─── Given information

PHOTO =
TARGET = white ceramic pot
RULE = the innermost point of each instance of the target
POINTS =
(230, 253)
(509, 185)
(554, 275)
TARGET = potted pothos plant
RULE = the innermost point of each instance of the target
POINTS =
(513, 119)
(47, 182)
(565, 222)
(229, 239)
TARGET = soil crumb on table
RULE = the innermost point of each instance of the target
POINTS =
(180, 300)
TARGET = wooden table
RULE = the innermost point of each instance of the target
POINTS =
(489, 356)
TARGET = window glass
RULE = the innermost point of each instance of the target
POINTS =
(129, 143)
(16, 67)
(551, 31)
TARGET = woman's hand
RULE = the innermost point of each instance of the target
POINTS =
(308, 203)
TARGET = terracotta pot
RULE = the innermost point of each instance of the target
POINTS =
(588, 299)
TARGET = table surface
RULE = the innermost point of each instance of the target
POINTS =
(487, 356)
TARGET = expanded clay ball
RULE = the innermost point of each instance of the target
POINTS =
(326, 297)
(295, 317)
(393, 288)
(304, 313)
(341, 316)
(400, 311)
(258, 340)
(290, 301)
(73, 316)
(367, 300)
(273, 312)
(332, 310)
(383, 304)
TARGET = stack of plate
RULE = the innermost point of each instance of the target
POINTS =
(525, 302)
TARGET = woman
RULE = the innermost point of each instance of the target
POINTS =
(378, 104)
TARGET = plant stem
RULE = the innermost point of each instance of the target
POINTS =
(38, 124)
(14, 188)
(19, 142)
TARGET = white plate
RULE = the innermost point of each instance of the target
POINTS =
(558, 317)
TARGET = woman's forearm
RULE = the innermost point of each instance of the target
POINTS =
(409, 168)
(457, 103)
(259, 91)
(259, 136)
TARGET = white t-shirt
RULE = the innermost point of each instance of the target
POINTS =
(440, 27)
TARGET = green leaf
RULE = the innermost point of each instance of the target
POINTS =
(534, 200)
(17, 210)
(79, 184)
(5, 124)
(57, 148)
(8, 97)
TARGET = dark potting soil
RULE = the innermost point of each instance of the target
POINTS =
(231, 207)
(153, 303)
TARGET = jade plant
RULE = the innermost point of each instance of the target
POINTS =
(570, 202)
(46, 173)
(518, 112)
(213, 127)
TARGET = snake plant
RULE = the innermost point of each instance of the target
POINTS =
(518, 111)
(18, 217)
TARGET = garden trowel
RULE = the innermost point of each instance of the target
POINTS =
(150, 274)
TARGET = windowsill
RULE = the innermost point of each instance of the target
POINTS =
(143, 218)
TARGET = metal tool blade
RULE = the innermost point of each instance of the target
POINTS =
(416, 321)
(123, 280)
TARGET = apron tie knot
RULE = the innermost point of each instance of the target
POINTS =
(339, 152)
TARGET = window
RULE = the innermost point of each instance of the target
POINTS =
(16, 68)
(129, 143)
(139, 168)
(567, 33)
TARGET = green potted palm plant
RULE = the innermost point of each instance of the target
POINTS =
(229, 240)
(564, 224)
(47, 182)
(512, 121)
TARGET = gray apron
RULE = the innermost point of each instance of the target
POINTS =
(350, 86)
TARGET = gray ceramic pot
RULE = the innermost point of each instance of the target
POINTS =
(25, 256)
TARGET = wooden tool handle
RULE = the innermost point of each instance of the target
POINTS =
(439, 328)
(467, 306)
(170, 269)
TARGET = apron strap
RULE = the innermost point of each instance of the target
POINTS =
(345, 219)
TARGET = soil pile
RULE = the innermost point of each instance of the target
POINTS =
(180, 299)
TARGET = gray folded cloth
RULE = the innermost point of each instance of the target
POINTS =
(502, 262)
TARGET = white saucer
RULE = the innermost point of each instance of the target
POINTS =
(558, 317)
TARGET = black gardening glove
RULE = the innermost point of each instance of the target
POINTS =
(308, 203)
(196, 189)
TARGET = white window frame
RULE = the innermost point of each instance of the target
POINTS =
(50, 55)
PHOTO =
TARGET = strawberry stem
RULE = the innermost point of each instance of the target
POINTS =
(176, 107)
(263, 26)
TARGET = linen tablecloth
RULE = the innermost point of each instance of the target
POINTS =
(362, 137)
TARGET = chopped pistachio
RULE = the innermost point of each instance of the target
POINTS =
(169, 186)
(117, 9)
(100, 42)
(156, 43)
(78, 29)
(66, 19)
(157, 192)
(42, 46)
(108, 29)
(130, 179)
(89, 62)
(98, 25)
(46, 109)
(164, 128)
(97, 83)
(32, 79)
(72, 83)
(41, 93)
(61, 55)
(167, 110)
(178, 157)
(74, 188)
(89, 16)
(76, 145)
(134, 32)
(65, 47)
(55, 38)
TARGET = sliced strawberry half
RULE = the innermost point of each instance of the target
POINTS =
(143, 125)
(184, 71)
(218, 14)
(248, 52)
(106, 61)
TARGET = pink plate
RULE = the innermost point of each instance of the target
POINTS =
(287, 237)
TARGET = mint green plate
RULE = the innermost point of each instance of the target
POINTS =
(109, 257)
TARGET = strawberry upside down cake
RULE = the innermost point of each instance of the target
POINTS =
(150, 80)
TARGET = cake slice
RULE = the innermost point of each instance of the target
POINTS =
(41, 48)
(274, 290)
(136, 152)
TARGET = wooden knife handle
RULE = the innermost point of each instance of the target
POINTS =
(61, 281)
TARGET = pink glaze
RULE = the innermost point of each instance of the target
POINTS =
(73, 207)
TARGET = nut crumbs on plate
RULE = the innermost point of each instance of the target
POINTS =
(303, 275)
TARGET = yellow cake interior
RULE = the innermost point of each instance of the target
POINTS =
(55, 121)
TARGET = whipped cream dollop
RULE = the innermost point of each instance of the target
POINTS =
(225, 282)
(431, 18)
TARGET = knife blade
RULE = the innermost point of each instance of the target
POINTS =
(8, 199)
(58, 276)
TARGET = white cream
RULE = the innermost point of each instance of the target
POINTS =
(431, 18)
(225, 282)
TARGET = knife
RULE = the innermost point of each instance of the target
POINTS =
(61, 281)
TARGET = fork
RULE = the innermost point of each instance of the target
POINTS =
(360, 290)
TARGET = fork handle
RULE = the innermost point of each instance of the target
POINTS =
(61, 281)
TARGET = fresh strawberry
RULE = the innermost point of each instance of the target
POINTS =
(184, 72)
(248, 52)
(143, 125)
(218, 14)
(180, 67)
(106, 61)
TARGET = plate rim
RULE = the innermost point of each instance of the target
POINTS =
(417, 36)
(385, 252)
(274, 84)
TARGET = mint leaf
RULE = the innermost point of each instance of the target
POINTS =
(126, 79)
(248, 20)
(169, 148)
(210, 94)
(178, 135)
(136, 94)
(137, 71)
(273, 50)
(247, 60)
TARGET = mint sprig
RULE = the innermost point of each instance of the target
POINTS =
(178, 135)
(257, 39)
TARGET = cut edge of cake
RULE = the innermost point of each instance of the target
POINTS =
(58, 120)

──────

## [Task]
Return all lines from the entries that contain the string "pink".

## [Answer space]
TARGET = pink plate
TARGET = pink glaze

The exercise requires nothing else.